## Text block:

The 1975 Race of Champions was a non-championship Formula One race held at Brands Hatch on 16 March 1975. Weather conditions were inhospitable, with strong winds, heavy rain and even snow showers during the weekend. 

There was some pre-race controversy about the decision to top up the grid with Formula 5000 cars-eventually a compromise was reached where only those drivers with Formula 1 experience would be permitted to start.

Ironically the most vehement protester against the Formula 5000 drivers, Emerson Fittipaldi, qualified only 17th, some four rows behind the fastest Formula 5000 driver Tom Belsø.

Roelof Wunderink made his début in the Ensign, whilst Tony Trimmer qualified well in the new Safir car (previously known as a Token) and Maurizio Flammini was a non-starter after crashing heavily in practice.

Tom Pryce dominated in appalling weather conditions from Jody Scheckter, giving the crowd a home driver to cheer in the absence of James Hunt.

## Directives:
1. According to the account of the 1975 Race of Champions, who was the fastest Formula 5000 driver in qualifying?
2. Reproduce the passage on the 1975 Race of Champions word for word, from "Ironically the most" up to and including "of James Hunt.".

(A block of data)
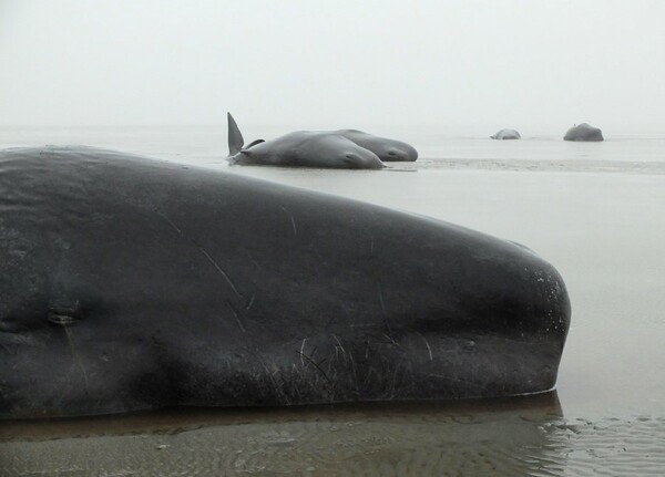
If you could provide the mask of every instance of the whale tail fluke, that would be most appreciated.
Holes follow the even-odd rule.
[[[226,118],[228,121],[228,155],[235,156],[243,149],[245,139],[231,113],[226,113]]]

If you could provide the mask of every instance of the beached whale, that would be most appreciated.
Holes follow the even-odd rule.
[[[341,134],[297,131],[275,139],[257,139],[245,147],[235,120],[228,120],[228,164],[244,166],[323,167],[381,169],[383,163],[369,149]]]
[[[603,132],[587,123],[575,124],[567,129],[563,141],[603,141]]]
[[[493,136],[490,136],[492,139],[505,141],[505,139],[521,139],[520,133],[515,129],[501,129]]]
[[[538,393],[570,322],[508,240],[90,147],[0,152],[0,416]]]

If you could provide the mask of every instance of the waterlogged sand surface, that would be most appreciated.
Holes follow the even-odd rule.
[[[6,146],[62,143],[2,134]],[[415,172],[336,172],[227,168],[217,151],[225,151],[224,135],[214,144],[212,132],[162,141],[104,134],[98,143],[68,142],[368,200],[529,246],[561,271],[572,300],[561,404],[550,395],[8,422],[0,424],[0,475],[665,475],[662,139],[595,149],[523,139],[522,151],[458,138],[431,147],[449,155],[399,166]],[[200,143],[188,146],[194,138]],[[601,167],[608,162],[615,167]]]

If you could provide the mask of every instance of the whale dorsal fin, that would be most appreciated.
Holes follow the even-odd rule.
[[[235,156],[243,148],[245,139],[231,113],[226,113],[226,120],[228,121],[228,155]]]

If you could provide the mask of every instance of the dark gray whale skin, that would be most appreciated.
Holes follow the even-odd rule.
[[[600,142],[604,141],[603,132],[597,127],[593,127],[587,123],[576,124],[563,136],[563,141],[587,141],[587,142]]]
[[[383,163],[369,149],[340,134],[296,131],[275,139],[245,139],[231,113],[228,121],[228,164],[243,166],[317,167],[334,169],[381,169]]]
[[[364,133],[358,129],[339,129],[332,133],[339,134],[360,147],[371,151],[385,163],[413,162],[418,158],[418,151],[410,144],[401,141],[375,136],[374,134]]]
[[[507,139],[521,139],[522,136],[515,129],[501,129],[497,132],[493,136],[490,136],[492,139],[498,141],[507,141]]]
[[[451,224],[89,147],[0,152],[0,416],[552,388],[561,276]]]

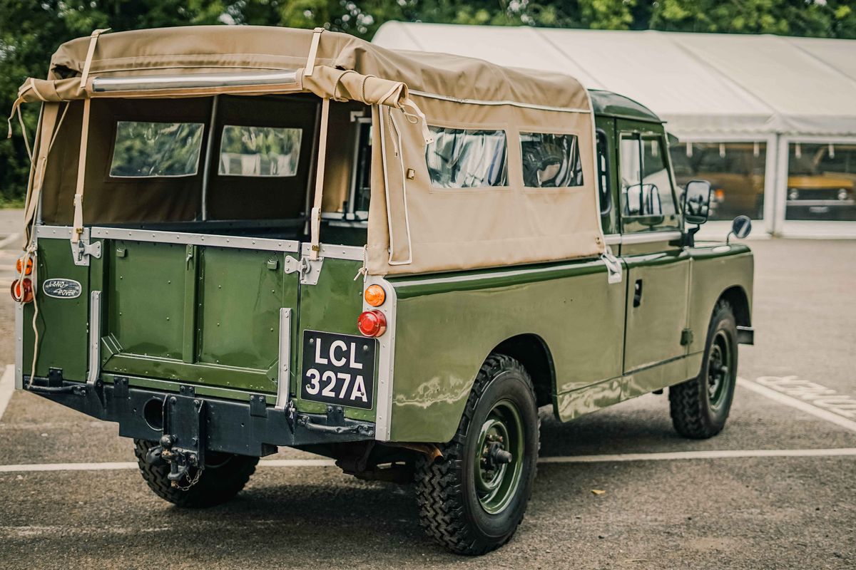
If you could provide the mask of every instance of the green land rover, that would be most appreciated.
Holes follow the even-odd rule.
[[[159,497],[223,502],[290,446],[415,482],[480,554],[523,518],[539,407],[669,387],[681,434],[722,428],[752,256],[694,243],[710,185],[676,187],[642,105],[321,29],[101,32],[15,103],[17,387],[117,422]]]

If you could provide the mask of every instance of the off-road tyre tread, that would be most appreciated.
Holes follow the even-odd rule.
[[[724,315],[730,316],[732,322],[735,322],[731,304],[724,299],[720,299],[714,307],[713,315],[710,318],[710,324],[708,327],[708,338],[705,340],[704,357],[702,362],[703,367],[707,366],[708,353],[710,350],[710,338],[716,332],[715,327],[722,320],[723,314]],[[734,358],[736,364],[736,345],[734,346]],[[736,366],[734,370],[736,373]],[[702,390],[703,388],[706,390],[706,387],[700,385],[702,382],[705,381],[705,378],[706,374],[703,370],[698,377],[671,386],[669,389],[669,415],[672,418],[672,426],[675,427],[675,432],[690,439],[707,439],[712,438],[719,433],[723,427],[723,425],[711,423],[706,413],[708,403],[706,398],[702,396]],[[728,410],[726,410],[726,417],[728,417]]]
[[[146,461],[146,454],[158,444],[144,439],[134,439],[134,444],[140,473],[149,489],[164,501],[186,508],[207,508],[232,499],[250,480],[259,463],[258,457],[235,455],[221,467],[203,471],[196,485],[181,491],[167,479],[169,465],[156,466]]]
[[[465,438],[479,400],[485,389],[500,373],[514,370],[526,379],[535,402],[535,388],[526,368],[514,358],[504,355],[491,354],[482,364],[476,376],[473,390],[467,400],[463,416],[458,425],[455,437],[448,444],[440,445],[442,457],[430,461],[420,457],[416,463],[416,500],[419,507],[419,523],[425,532],[440,545],[455,554],[480,555],[498,549],[508,543],[514,534],[517,526],[523,520],[523,513],[514,525],[514,529],[501,542],[484,544],[474,537],[472,529],[462,521],[463,489],[460,483],[463,469],[462,457],[465,453]],[[536,416],[538,414],[536,414]],[[535,426],[538,445],[540,447],[540,418]],[[534,472],[537,461],[532,462]],[[529,485],[526,497],[528,502],[533,485]]]

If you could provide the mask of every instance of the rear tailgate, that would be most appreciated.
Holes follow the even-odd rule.
[[[304,335],[348,335],[348,345],[362,341],[359,348],[374,354],[375,341],[360,337],[356,327],[363,280],[354,277],[362,248],[323,245],[322,260],[312,262],[314,279],[301,284],[306,276],[294,270],[300,267],[296,241],[97,227],[92,240],[101,243],[101,256],[79,266],[68,232],[55,238],[50,229],[39,234],[39,280],[73,279],[81,294],[52,299],[39,291],[38,376],[51,367],[63,368],[65,379],[86,379],[93,303],[101,315],[98,373],[107,383],[128,376],[132,385],[177,391],[179,383],[190,384],[199,394],[219,397],[265,394],[269,405],[277,397],[284,404],[290,394],[298,410],[325,414],[324,397],[301,398],[304,368],[310,367],[303,362]],[[308,246],[303,248],[308,256]],[[100,292],[98,300],[92,291]],[[281,324],[288,330],[281,331]],[[26,374],[32,358],[28,328]],[[280,366],[280,354],[288,356],[287,366]],[[352,406],[346,398],[340,403],[345,417],[374,420],[377,365],[367,364],[367,402]],[[282,393],[281,378],[288,383]]]

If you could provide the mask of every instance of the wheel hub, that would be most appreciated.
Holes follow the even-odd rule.
[[[523,460],[523,423],[516,406],[503,400],[494,405],[481,426],[476,448],[476,494],[490,514],[508,507],[520,485]]]
[[[707,362],[707,393],[710,406],[722,403],[731,380],[731,343],[723,331],[719,331],[710,344]]]

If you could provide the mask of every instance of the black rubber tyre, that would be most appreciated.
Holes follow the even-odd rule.
[[[669,389],[675,430],[693,439],[706,439],[725,426],[737,380],[737,324],[726,301],[713,309],[697,378]]]
[[[259,463],[258,457],[209,451],[199,480],[187,491],[182,491],[173,487],[167,479],[169,465],[152,466],[146,461],[146,454],[158,444],[143,439],[134,439],[134,444],[140,473],[149,488],[162,499],[187,508],[205,508],[229,501],[244,488]],[[194,469],[191,469],[190,475],[195,475]],[[186,485],[187,482],[181,484]]]
[[[455,437],[440,446],[443,456],[418,461],[419,521],[451,552],[475,555],[496,549],[511,539],[523,520],[538,462],[535,402],[532,379],[520,363],[490,355],[476,377]],[[500,453],[507,447],[512,459],[497,461],[497,447]]]

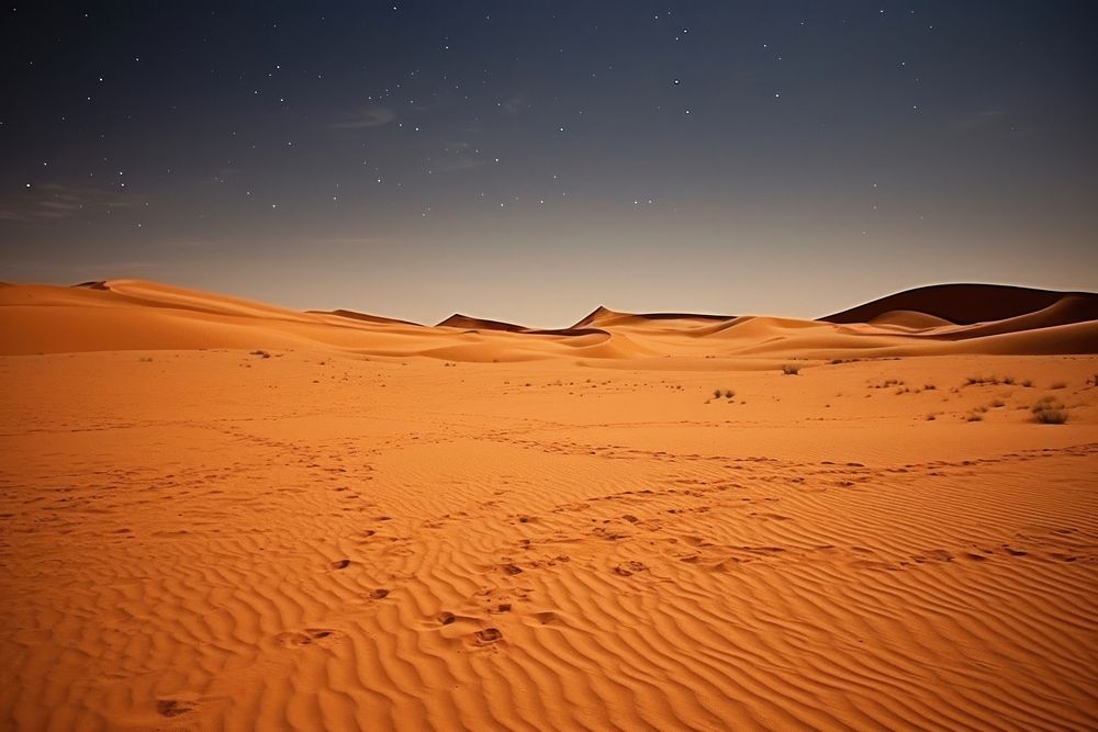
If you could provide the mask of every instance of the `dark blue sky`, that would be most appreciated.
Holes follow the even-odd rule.
[[[5,13],[4,280],[545,326],[1098,289],[1090,2]]]

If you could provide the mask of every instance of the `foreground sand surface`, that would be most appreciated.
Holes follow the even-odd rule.
[[[1095,729],[1096,365],[5,357],[0,727]]]
[[[996,292],[0,285],[0,729],[1098,729],[1098,299]]]

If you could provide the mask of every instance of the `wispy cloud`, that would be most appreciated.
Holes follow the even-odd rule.
[[[360,110],[351,119],[336,122],[332,126],[336,129],[369,129],[371,127],[384,127],[395,119],[396,112],[388,106],[368,106]]]
[[[112,209],[138,206],[143,201],[115,188],[43,183],[0,201],[0,221],[33,222],[71,218]]]

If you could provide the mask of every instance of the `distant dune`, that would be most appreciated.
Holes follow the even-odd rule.
[[[1002,320],[1051,307],[1065,299],[1077,304],[1074,323],[1098,318],[1098,294],[1054,292],[1005,284],[934,284],[888,295],[820,318],[828,323],[870,323],[888,313],[921,313],[955,325]]]
[[[469,317],[455,313],[450,317],[439,323],[438,328],[463,328],[466,330],[503,330],[504,333],[522,333],[527,328],[514,323],[503,323],[501,320],[486,320],[483,318]]]
[[[935,292],[0,286],[0,730],[1098,730],[1094,295]]]
[[[919,288],[821,318],[623,313],[571,328],[452,315],[421,326],[352,311],[300,312],[141,280],[0,288],[0,353],[333,348],[457,361],[552,358],[707,368],[699,359],[1098,352],[1098,295],[1000,285]],[[659,361],[656,361],[659,359]]]

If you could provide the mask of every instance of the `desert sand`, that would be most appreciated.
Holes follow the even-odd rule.
[[[0,285],[0,728],[1096,729],[1096,296],[1029,292]]]

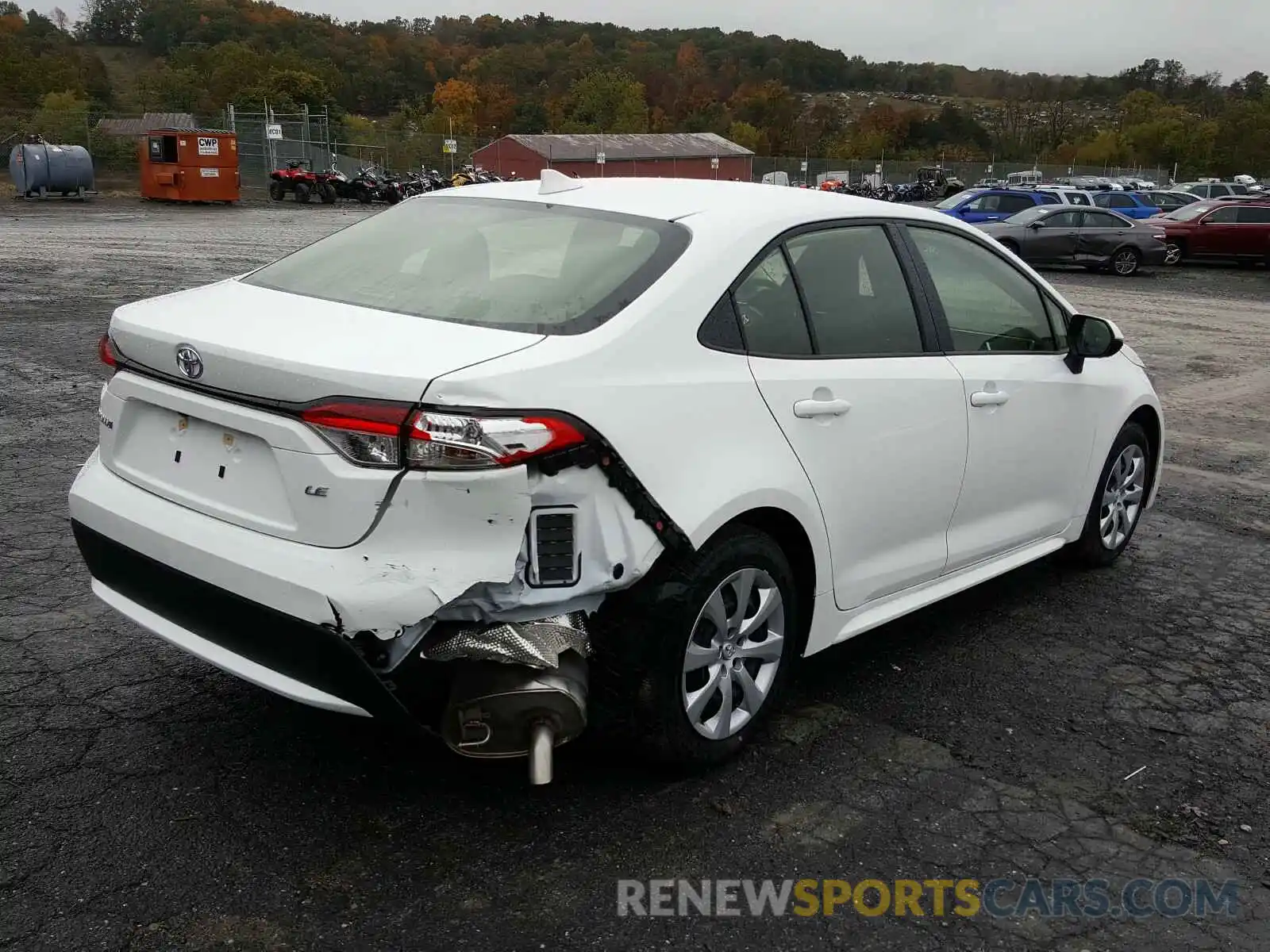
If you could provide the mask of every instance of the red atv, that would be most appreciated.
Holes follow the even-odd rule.
[[[328,176],[315,173],[304,159],[293,159],[286,169],[274,169],[269,179],[269,198],[274,202],[281,202],[288,192],[295,193],[297,202],[309,202],[315,194],[323,204],[335,201],[335,187]]]

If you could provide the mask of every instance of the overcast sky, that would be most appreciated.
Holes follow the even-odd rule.
[[[340,19],[540,10],[626,27],[720,27],[810,39],[867,60],[1115,74],[1147,57],[1191,72],[1270,72],[1270,0],[279,0]]]

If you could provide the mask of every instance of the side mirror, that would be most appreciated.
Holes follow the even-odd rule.
[[[1085,369],[1087,359],[1101,359],[1120,353],[1124,347],[1124,336],[1120,329],[1111,321],[1102,317],[1092,317],[1087,314],[1078,314],[1072,317],[1067,329],[1068,350],[1063,362],[1072,373]]]

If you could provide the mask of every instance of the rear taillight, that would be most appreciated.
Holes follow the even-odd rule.
[[[577,425],[549,414],[476,416],[333,401],[302,410],[300,419],[349,462],[385,468],[493,470],[587,442]]]
[[[401,466],[401,430],[408,404],[339,401],[311,406],[300,419],[316,429],[349,462],[358,466]]]
[[[418,470],[489,470],[516,466],[585,443],[555,416],[467,416],[420,410],[406,433],[406,466]]]
[[[97,359],[112,371],[118,369],[119,355],[114,352],[114,341],[110,340],[109,334],[103,334],[102,339],[97,341]]]

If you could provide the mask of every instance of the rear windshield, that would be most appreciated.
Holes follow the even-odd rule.
[[[423,195],[244,278],[274,291],[531,334],[582,334],[688,245],[681,225],[588,208]]]

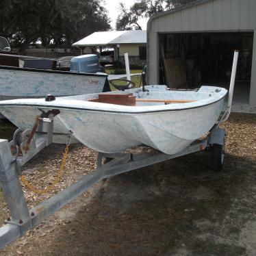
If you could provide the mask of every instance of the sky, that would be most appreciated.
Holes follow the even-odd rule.
[[[122,2],[125,4],[126,8],[129,8],[135,0],[105,0],[106,4],[105,8],[108,11],[108,16],[111,18],[111,27],[114,30],[116,29],[116,20],[120,12],[118,10],[119,3]],[[142,26],[142,29],[146,29],[146,20],[140,20],[139,22],[140,25]]]

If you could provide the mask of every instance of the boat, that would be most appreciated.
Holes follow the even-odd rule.
[[[0,66],[0,100],[110,90],[107,75]]]
[[[227,90],[201,86],[194,90],[146,86],[123,91],[0,102],[0,112],[21,129],[55,111],[54,133],[68,134],[101,153],[120,153],[146,145],[172,155],[207,133],[223,109]]]

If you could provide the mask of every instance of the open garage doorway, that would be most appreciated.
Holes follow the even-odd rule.
[[[234,100],[248,103],[253,47],[253,32],[159,34],[160,84],[173,88],[201,84],[228,88],[233,52],[238,50]]]

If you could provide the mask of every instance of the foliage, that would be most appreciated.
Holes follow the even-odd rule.
[[[44,47],[69,47],[95,31],[110,29],[103,0],[2,0],[0,31],[24,50],[38,40]]]
[[[159,12],[170,10],[195,0],[137,0],[128,10],[123,3],[120,3],[120,12],[116,30],[141,30],[139,24],[141,18],[149,18]]]

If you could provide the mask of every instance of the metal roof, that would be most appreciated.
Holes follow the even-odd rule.
[[[72,44],[73,47],[105,46],[117,44],[146,44],[146,30],[94,32]]]
[[[110,42],[110,44],[146,44],[146,30],[131,30]]]
[[[107,45],[110,41],[116,38],[126,31],[107,31],[94,32],[72,44],[73,47]]]

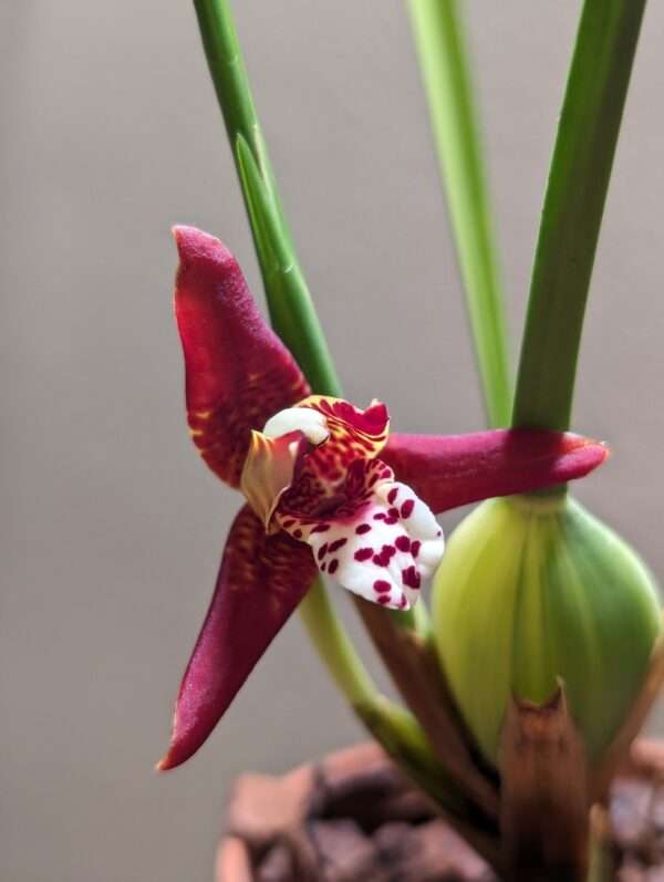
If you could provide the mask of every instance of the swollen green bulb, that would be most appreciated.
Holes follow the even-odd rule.
[[[629,546],[567,495],[483,502],[453,533],[434,582],[434,637],[483,753],[499,764],[511,695],[564,683],[591,759],[643,681],[661,616]]]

## Written answers:
1. Tom Belsø

2.
Ironically the most vehement protester against the Formula 5000 drivers, Emerson Fittipaldi, qualified only 17th, some four rows behind the fastest Formula 5000 driver Tom Belsø.

Roelof Wunderink made his début in the Ensign, whilst Tony Trimmer qualified well in the new Safir car (previously known as a Token) and Maurizio Flammini was a non-starter after crashing heavily in practice.

Tom Pryce dominated in appalling weather conditions from Jody Scheckter, giving the crowd a home driver to cheer in the absence of James Hunt.